> STATED PROBLEM
Copy the lines below word for word, keeping every character, space, and line break unchanged.

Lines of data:
___

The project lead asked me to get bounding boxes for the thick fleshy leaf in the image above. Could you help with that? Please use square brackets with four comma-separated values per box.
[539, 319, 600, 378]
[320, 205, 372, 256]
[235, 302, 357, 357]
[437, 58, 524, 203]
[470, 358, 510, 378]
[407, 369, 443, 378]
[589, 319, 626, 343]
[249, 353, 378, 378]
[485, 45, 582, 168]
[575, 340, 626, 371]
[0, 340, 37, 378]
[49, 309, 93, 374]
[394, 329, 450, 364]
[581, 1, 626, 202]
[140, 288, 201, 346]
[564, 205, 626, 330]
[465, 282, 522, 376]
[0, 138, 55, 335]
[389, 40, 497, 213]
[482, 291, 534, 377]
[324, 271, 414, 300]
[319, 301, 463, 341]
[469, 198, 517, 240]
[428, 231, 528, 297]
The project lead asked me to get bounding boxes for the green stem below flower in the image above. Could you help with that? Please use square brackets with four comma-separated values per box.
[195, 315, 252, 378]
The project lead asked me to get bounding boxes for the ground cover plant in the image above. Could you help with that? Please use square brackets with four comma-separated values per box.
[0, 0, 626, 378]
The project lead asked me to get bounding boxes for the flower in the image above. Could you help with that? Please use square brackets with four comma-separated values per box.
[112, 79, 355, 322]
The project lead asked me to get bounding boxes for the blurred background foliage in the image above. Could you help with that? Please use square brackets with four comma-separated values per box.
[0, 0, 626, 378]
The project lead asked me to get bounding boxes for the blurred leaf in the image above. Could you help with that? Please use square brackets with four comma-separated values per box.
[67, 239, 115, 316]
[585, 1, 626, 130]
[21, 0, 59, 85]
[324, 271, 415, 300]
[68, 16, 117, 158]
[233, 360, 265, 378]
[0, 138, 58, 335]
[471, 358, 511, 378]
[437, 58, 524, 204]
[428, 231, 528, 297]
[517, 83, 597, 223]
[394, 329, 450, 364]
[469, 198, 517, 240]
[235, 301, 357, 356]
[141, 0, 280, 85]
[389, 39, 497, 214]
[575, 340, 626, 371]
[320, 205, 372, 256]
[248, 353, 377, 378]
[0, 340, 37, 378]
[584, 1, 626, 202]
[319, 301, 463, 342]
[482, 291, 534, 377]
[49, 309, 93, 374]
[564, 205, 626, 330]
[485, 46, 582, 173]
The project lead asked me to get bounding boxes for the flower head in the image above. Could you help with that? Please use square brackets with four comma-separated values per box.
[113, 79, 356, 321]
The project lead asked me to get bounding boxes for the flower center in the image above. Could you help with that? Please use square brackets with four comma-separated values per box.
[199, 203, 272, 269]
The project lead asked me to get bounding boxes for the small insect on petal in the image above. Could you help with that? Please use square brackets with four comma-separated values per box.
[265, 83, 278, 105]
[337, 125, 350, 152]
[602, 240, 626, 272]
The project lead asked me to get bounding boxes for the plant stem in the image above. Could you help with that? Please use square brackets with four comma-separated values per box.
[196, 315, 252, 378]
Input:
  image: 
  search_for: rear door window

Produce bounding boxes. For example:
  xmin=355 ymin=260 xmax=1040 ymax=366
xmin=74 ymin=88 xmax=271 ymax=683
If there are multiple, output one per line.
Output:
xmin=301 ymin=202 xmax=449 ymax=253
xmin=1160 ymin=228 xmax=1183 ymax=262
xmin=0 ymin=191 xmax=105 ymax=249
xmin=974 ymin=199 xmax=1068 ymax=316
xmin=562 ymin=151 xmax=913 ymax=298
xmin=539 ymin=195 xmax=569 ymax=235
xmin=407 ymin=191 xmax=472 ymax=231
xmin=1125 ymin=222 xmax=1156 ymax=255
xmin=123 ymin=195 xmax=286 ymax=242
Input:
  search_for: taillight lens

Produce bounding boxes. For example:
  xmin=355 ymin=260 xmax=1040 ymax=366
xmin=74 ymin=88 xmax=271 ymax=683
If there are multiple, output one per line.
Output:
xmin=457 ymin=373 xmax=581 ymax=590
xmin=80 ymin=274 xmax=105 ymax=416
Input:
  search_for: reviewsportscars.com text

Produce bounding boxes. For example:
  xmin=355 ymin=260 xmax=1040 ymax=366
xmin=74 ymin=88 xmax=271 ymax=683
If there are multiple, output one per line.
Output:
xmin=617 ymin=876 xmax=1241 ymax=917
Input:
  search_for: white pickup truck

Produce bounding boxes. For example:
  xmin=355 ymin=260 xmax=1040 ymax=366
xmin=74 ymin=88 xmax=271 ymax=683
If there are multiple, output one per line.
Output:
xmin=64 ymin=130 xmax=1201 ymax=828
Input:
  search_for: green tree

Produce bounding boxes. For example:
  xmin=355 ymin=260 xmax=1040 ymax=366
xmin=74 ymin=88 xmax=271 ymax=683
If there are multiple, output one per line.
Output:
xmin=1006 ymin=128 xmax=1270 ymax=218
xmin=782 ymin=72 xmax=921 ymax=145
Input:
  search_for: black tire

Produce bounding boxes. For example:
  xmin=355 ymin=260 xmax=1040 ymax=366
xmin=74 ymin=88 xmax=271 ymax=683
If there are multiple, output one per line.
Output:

___

> EXERCISE SOLUTION
The project lead asked me to get bounding boxes for the thick fleshy leaf in the image above. Could you help with that? Please use square brackets with four comma-separated values per box.
[539, 319, 600, 378]
[320, 205, 372, 256]
[235, 302, 357, 357]
[437, 58, 524, 203]
[470, 358, 510, 378]
[407, 369, 443, 378]
[589, 319, 626, 343]
[249, 353, 378, 378]
[485, 45, 582, 168]
[575, 340, 626, 371]
[0, 340, 37, 378]
[49, 309, 93, 374]
[394, 329, 450, 364]
[581, 1, 626, 202]
[140, 288, 201, 346]
[564, 205, 626, 330]
[465, 282, 522, 376]
[0, 138, 55, 335]
[389, 40, 497, 213]
[482, 291, 534, 377]
[324, 271, 414, 300]
[319, 301, 463, 341]
[469, 198, 517, 240]
[428, 231, 528, 297]
The project lead asked me to get bounding boxes for the green stem below flower in the image above. Could you help with that? Please use square brackets with four comma-separated values per box.
[195, 315, 252, 378]
The project lead asked me to get bounding boxes for the ground cover plant in the image above. Could you help with that? Please use square brackets with four comma-separated values per box.
[0, 0, 626, 378]
The project lead asked me to get bounding boxes for the flower in the image above. Could you help with that? Please use square brackets with four comma-separated values per box.
[112, 79, 355, 322]
The project lead asked me to get bounding boxes for the blurred background foliage in the image above. Could you help with that? Please use square brackets with four comma-separated values per box.
[0, 0, 626, 378]
The project lead asked me to get bounding boxes for the blurred leaf in the image above. Could you help with that? Please use square brackets with four comma-separated values per box.
[67, 239, 115, 316]
[585, 1, 626, 130]
[21, 0, 59, 85]
[324, 271, 415, 300]
[68, 16, 117, 158]
[233, 360, 265, 378]
[0, 138, 58, 335]
[471, 358, 511, 378]
[437, 58, 524, 204]
[428, 231, 528, 297]
[517, 83, 597, 223]
[394, 329, 450, 364]
[469, 198, 517, 240]
[235, 301, 357, 356]
[141, 0, 280, 85]
[389, 39, 497, 214]
[575, 340, 626, 371]
[320, 205, 372, 256]
[248, 353, 377, 378]
[0, 340, 37, 378]
[584, 1, 626, 202]
[319, 301, 463, 342]
[482, 291, 534, 377]
[49, 309, 93, 374]
[564, 205, 626, 330]
[485, 46, 582, 173]
The project lead asked me to get bounding boxes for the flower head in the image above. Could you help with that? Please use square brackets with four comma-separated values per box.
[113, 79, 356, 321]
The project lead asked me to get bounding boxes for the flower center in the image above. Could you help with that? Please use square brackets with four comma-separated values per box.
[199, 203, 272, 269]
The project lead asked me to get bounding boxes for the small insect on petal in the image above. Could you help with that? Please use square brackets with four comma-separated values per box.
[265, 83, 278, 105]
[337, 125, 350, 152]
[602, 240, 626, 272]
The project lead asked me to get bounding boxes for the plant stem in the image above. Could you help with that? Please use square brackets with four comma-separated values per box.
[196, 315, 252, 378]
Input:
  image: 
  search_for: rear door window

Produce bounding boxes. For example:
  xmin=355 ymin=260 xmax=1040 ymax=366
xmin=74 ymin=88 xmax=271 ymax=683
If there are multiple, output one per line.
Output:
xmin=301 ymin=202 xmax=449 ymax=253
xmin=1160 ymin=228 xmax=1183 ymax=262
xmin=0 ymin=191 xmax=105 ymax=249
xmin=974 ymin=199 xmax=1068 ymax=316
xmin=562 ymin=151 xmax=913 ymax=298
xmin=539 ymin=195 xmax=569 ymax=235
xmin=407 ymin=191 xmax=472 ymax=231
xmin=1125 ymin=222 xmax=1156 ymax=255
xmin=123 ymin=195 xmax=286 ymax=242
Input:
  search_for: taillight lens

Produce bounding boxes. For example:
  xmin=355 ymin=260 xmax=1040 ymax=366
xmin=74 ymin=88 xmax=271 ymax=683
If there are multiple, output one per line.
Output:
xmin=457 ymin=373 xmax=581 ymax=590
xmin=80 ymin=274 xmax=105 ymax=416
Input:
  search_for: reviewsportscars.com text

Produce bounding boxes. For example:
  xmin=355 ymin=260 xmax=1040 ymax=366
xmin=74 ymin=88 xmax=271 ymax=683
If there are multiple, output one per line.
Output:
xmin=617 ymin=876 xmax=1241 ymax=917
Input:
  search_for: white pickup truck

Produce bounding boxes. For example:
  xmin=355 ymin=260 xmax=1040 ymax=366
xmin=74 ymin=88 xmax=271 ymax=683
If there are multiple, output one per line.
Output:
xmin=64 ymin=130 xmax=1201 ymax=828
Input:
  search_for: green tree

Produce bounding boxes. For example:
  xmin=355 ymin=260 xmax=1040 ymax=366
xmin=74 ymin=88 xmax=271 ymax=683
If there are multiple, output one per line.
Output:
xmin=1006 ymin=128 xmax=1270 ymax=218
xmin=782 ymin=72 xmax=921 ymax=145
Input:
  search_for: black tire

Produce bounding boxes. For example:
  xmin=355 ymin=260 xmax=1040 ymax=366
xmin=74 ymin=88 xmax=271 ymax=683
If there are multiple, output one per line.
Output:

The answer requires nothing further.